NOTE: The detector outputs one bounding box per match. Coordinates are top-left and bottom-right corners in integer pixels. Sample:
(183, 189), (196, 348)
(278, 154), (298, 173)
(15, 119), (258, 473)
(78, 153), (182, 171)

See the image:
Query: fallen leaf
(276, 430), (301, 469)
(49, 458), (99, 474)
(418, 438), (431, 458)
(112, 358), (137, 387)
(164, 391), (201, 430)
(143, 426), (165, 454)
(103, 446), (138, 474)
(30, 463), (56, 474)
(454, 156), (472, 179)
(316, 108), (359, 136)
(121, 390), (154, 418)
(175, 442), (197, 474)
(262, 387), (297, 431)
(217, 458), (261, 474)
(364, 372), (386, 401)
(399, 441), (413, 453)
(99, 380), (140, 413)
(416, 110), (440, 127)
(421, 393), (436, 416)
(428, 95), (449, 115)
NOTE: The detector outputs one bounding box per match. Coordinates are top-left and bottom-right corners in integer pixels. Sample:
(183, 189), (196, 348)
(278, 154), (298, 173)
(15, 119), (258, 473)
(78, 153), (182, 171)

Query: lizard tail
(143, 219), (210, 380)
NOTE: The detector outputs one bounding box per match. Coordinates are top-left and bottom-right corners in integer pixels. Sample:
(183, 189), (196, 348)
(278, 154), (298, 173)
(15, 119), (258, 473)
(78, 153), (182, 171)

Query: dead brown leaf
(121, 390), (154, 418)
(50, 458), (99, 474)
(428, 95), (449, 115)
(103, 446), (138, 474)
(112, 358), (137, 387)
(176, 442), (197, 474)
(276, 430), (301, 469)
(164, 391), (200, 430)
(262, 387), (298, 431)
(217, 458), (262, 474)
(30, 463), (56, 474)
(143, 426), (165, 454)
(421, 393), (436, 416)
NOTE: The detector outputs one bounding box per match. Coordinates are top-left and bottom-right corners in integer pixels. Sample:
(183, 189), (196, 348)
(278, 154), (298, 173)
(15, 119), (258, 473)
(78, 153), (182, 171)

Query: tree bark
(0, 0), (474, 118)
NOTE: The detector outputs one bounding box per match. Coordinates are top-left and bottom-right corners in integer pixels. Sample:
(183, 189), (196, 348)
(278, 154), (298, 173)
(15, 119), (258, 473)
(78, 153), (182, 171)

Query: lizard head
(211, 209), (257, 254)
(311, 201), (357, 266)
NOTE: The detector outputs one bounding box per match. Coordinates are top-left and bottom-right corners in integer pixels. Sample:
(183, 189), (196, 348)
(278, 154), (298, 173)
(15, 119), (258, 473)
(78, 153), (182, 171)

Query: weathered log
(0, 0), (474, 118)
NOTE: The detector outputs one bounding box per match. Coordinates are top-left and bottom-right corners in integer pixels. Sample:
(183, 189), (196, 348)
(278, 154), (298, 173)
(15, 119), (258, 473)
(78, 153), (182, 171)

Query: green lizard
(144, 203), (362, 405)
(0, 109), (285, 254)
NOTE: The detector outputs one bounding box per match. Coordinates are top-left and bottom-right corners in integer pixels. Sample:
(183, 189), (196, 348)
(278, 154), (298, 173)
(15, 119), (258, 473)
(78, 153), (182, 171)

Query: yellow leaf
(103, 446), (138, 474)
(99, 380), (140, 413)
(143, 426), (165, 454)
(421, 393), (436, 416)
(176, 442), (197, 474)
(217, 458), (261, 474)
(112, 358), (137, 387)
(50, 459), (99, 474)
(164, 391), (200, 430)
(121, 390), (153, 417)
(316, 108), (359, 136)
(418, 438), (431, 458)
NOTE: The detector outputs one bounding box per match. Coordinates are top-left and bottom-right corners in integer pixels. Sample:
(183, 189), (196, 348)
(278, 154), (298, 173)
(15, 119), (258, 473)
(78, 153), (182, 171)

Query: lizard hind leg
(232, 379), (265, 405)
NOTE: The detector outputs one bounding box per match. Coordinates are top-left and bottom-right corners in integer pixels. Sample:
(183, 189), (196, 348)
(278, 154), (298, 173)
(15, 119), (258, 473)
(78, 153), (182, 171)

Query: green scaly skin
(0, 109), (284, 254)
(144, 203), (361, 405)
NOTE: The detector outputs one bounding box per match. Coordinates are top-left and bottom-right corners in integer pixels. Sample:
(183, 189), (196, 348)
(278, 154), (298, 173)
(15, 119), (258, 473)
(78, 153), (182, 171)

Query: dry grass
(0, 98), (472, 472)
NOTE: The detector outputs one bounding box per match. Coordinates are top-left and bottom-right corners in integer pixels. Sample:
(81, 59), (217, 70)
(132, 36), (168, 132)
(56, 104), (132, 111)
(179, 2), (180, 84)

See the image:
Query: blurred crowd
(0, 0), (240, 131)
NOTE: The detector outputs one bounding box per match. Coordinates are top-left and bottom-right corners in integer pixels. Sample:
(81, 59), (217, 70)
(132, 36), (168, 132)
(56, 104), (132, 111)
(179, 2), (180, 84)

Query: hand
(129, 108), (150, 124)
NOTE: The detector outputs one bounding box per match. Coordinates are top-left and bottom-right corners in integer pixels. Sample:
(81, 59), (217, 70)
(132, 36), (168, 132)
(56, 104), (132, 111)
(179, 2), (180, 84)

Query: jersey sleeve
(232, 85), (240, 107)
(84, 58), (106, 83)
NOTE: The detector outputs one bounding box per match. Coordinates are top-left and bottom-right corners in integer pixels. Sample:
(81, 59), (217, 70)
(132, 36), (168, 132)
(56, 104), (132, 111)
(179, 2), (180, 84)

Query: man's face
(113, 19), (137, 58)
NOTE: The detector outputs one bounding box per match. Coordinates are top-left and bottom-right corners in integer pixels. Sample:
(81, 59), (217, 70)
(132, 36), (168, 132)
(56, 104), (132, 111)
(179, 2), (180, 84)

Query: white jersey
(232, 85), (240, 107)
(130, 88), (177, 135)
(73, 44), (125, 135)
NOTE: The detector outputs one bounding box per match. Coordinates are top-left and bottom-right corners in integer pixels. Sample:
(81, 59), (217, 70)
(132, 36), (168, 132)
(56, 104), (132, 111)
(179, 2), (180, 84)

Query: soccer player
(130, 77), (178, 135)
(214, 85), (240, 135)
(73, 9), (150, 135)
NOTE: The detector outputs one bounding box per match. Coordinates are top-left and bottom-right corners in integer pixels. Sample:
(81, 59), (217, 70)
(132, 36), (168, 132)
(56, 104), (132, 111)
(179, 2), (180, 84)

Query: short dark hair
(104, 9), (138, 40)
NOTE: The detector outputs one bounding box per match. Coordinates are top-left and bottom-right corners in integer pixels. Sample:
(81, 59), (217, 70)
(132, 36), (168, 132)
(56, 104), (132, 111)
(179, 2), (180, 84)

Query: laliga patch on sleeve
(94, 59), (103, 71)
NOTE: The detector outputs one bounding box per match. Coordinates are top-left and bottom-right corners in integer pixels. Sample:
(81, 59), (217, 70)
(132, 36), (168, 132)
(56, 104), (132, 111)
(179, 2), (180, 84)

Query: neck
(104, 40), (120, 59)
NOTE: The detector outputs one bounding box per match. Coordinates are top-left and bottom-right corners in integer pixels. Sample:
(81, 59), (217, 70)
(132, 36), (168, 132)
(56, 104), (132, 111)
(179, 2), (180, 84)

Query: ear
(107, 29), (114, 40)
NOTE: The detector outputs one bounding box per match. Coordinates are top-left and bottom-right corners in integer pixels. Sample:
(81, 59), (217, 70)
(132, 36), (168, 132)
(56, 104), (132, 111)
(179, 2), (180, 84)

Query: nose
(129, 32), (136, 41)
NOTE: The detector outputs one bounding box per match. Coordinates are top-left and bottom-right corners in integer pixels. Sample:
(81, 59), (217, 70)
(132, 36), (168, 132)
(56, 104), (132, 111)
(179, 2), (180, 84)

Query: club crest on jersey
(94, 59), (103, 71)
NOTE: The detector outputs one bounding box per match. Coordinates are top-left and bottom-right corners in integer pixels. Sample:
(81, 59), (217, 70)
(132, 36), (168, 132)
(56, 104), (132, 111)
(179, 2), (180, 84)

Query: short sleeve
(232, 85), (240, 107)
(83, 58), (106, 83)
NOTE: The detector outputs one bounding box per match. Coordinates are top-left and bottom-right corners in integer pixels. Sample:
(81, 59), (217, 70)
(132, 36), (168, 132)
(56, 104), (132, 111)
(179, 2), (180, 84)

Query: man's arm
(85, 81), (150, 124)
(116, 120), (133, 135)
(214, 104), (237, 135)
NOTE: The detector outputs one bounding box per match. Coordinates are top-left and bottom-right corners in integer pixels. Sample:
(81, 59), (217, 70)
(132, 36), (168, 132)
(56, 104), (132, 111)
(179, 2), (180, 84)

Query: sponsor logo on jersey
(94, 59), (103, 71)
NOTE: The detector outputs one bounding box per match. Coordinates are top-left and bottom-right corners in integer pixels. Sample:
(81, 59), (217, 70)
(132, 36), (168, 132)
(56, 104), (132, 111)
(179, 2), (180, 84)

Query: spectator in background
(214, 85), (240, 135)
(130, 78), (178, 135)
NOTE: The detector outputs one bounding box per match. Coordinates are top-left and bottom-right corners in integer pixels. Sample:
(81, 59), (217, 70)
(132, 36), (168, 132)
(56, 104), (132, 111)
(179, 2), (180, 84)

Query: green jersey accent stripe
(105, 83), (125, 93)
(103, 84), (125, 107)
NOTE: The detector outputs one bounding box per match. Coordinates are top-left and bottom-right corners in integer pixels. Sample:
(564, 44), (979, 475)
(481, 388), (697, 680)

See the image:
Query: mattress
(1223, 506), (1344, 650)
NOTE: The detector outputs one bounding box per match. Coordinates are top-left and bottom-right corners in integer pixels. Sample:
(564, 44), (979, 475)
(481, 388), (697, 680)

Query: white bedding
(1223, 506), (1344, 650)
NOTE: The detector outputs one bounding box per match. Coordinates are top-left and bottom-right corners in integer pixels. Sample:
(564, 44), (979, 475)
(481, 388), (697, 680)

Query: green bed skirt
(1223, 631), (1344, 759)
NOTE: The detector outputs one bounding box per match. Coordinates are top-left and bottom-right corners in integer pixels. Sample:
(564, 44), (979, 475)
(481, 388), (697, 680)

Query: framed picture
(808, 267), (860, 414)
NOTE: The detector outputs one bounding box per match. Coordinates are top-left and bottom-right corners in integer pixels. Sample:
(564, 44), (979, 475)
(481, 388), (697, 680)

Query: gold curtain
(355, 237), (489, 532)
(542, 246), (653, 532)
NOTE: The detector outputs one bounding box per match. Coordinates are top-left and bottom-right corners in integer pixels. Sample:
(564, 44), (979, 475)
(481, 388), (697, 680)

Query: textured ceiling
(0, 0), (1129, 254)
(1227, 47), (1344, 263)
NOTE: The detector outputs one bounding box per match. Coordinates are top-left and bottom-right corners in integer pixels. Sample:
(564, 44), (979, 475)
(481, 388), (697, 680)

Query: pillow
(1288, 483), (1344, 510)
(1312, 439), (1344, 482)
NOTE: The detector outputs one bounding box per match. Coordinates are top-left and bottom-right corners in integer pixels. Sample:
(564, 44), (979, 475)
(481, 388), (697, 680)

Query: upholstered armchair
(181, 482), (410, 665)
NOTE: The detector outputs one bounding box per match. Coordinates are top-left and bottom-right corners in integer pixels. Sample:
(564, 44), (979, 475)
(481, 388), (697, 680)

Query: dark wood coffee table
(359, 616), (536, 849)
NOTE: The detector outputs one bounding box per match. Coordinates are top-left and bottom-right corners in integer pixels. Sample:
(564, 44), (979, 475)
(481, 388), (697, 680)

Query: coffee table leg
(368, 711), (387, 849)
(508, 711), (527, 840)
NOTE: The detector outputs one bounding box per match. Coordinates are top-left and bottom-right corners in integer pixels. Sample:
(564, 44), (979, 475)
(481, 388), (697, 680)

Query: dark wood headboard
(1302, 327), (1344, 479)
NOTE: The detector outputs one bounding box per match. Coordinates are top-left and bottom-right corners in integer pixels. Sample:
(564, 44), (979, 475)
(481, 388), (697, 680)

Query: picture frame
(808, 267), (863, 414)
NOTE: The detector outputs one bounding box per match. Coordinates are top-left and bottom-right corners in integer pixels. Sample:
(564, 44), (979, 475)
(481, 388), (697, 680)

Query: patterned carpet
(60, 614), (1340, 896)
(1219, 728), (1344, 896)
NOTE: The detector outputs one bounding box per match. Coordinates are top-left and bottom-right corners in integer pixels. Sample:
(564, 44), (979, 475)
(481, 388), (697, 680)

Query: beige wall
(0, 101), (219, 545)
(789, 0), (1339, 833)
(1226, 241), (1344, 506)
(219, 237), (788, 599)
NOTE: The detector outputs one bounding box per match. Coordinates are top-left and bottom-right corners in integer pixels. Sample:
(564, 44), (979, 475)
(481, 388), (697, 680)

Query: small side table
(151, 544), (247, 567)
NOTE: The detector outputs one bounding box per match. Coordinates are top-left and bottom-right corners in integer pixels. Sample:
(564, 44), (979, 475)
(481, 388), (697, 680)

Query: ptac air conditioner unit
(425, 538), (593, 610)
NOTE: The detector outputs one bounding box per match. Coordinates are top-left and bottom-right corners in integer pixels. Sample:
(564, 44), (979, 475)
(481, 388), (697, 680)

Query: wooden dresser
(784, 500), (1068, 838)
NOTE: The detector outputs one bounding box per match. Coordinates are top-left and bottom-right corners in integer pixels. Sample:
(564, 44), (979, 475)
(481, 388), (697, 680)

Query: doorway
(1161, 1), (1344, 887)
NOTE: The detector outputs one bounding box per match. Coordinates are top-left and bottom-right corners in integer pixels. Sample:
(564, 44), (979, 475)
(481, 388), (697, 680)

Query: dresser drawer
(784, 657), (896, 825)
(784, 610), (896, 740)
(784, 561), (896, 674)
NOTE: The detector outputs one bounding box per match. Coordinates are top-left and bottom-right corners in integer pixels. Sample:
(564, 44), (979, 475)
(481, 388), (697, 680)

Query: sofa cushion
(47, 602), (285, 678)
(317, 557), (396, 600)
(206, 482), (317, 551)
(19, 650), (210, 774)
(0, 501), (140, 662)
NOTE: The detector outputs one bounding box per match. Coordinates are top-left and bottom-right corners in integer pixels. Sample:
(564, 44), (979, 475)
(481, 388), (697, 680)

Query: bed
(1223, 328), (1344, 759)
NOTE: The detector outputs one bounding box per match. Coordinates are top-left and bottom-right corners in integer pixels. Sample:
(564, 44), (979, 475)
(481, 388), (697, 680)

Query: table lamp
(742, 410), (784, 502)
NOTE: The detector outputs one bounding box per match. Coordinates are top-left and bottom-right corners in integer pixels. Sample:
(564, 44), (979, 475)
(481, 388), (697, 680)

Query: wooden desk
▬▬▬
→ **GOAL**
Extract every line of the listing above that contains the word "green", and copy each one in full.

→ **SOLUTION FOR THIS TASK**
Query: green lizard
Query: green scaly skin
Query: green jersey accent stripe
Query: green bed skirt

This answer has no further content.